- [Exercise instructions]: List every line of the material below that contains the word "wall".

- [Extracted information]:

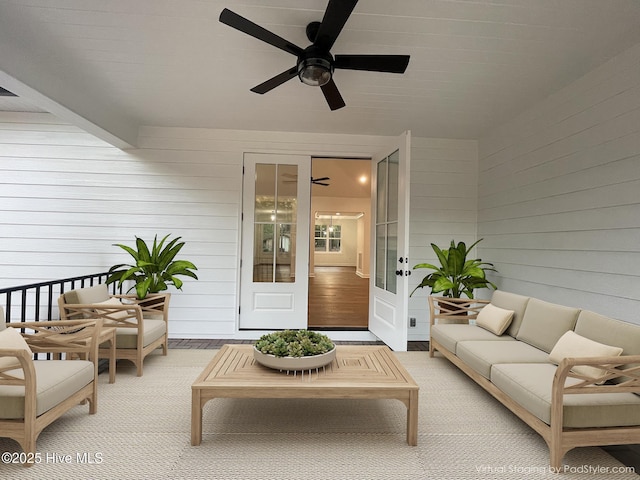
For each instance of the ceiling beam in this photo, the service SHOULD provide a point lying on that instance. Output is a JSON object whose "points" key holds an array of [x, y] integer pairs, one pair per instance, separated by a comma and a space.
{"points": [[29, 72]]}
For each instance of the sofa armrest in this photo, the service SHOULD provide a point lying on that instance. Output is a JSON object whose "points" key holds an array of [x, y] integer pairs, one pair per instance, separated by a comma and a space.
{"points": [[628, 379], [445, 308], [24, 362]]}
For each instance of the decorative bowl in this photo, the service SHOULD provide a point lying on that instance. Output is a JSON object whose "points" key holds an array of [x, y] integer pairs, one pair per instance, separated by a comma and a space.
{"points": [[294, 363]]}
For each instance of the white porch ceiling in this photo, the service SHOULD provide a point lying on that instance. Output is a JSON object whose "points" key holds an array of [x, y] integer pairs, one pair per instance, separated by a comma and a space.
{"points": [[474, 64]]}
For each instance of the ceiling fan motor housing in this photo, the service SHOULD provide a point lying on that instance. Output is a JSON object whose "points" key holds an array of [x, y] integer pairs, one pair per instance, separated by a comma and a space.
{"points": [[315, 66]]}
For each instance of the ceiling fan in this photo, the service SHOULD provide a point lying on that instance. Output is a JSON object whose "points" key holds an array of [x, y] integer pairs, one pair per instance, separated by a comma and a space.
{"points": [[316, 181], [315, 64]]}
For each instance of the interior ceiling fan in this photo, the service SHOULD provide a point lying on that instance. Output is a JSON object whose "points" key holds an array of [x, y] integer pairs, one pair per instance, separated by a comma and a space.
{"points": [[316, 181], [315, 64]]}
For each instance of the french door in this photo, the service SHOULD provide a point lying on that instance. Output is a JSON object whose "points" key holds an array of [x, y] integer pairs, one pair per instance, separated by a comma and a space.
{"points": [[275, 241], [388, 292]]}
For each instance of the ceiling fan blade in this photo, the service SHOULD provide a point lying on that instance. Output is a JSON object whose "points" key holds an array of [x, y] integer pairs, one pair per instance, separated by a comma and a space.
{"points": [[332, 95], [275, 81], [373, 63], [247, 26], [335, 16]]}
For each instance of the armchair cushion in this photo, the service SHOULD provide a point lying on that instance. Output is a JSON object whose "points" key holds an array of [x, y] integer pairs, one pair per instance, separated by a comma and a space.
{"points": [[11, 339], [127, 337], [56, 380], [113, 314], [94, 294]]}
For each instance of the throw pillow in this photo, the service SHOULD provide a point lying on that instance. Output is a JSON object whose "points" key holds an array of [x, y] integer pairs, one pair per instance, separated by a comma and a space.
{"points": [[11, 339], [573, 345], [494, 319]]}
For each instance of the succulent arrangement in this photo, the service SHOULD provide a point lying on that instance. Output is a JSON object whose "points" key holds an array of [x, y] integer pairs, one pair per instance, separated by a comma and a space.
{"points": [[294, 343]]}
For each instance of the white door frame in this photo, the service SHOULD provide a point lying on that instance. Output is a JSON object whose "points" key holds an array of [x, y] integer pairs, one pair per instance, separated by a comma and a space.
{"points": [[266, 305]]}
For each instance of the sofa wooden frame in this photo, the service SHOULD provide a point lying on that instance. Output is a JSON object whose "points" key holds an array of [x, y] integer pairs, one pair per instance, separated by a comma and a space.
{"points": [[112, 316], [558, 438], [71, 337]]}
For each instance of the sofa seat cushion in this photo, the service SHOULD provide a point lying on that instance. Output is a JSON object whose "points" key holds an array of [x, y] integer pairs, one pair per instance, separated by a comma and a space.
{"points": [[448, 335], [530, 386], [128, 337], [56, 380], [481, 355]]}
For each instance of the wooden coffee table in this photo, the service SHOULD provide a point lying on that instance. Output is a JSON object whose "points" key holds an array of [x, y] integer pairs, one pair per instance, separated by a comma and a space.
{"points": [[367, 372]]}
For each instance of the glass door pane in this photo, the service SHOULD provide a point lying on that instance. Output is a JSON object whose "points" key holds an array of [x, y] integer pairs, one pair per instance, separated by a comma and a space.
{"points": [[275, 222], [386, 249]]}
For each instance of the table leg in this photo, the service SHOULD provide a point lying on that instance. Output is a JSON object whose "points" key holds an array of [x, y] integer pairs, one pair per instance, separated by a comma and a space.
{"points": [[112, 359], [412, 418], [196, 417]]}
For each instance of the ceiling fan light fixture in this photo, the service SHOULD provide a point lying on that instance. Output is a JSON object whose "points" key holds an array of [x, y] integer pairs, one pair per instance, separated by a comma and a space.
{"points": [[315, 71]]}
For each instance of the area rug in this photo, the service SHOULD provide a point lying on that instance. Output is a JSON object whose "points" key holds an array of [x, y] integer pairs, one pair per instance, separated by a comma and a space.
{"points": [[142, 431]]}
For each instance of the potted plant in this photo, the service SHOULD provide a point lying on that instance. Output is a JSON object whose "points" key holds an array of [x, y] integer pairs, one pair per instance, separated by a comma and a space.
{"points": [[294, 350], [456, 276], [154, 269]]}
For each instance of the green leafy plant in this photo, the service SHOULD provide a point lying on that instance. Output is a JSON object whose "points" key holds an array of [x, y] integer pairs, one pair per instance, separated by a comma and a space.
{"points": [[154, 269], [294, 343], [456, 275]]}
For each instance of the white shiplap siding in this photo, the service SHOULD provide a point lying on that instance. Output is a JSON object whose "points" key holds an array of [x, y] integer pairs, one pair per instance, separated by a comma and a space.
{"points": [[559, 194], [66, 197]]}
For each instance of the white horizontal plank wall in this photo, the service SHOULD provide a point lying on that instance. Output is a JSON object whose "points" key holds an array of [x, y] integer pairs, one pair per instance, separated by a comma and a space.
{"points": [[559, 194], [444, 177], [67, 197]]}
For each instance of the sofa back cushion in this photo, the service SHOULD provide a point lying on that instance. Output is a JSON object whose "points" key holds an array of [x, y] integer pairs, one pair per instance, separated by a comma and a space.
{"points": [[544, 323], [511, 301]]}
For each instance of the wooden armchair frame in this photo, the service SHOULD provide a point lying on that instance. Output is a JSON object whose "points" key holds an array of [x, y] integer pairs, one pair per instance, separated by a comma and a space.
{"points": [[69, 337], [128, 315]]}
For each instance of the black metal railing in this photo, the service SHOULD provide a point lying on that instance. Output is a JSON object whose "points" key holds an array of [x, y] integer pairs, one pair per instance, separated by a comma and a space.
{"points": [[39, 301]]}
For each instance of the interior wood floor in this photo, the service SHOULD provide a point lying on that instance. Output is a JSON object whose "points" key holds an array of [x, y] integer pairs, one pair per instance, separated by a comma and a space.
{"points": [[338, 298]]}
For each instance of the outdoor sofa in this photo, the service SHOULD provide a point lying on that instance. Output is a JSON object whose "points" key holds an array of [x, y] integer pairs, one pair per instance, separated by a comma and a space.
{"points": [[580, 388]]}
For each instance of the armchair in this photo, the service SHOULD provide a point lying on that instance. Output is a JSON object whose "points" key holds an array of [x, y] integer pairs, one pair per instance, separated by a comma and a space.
{"points": [[141, 325], [34, 393]]}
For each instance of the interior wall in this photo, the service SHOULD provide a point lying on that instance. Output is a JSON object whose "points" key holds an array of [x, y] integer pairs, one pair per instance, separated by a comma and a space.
{"points": [[349, 258], [559, 194]]}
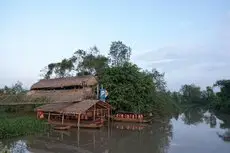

- [Correct answer]:
For each instance of the white horizontal plank wall in this photo, the service SHOULD provide a point lying on that instance. Output is a JSON object whose "points" key holds an array of [x, y] integer pairs, one pair per instance, separated by a comma and a space.
For each instance of the interior wall in this photo, the service SHOULD provide a point lying on that instance. Output is a JSON object whose "points" key holds an array of [x, y] integer pairs, one pair per instance, separated by a comma and a space.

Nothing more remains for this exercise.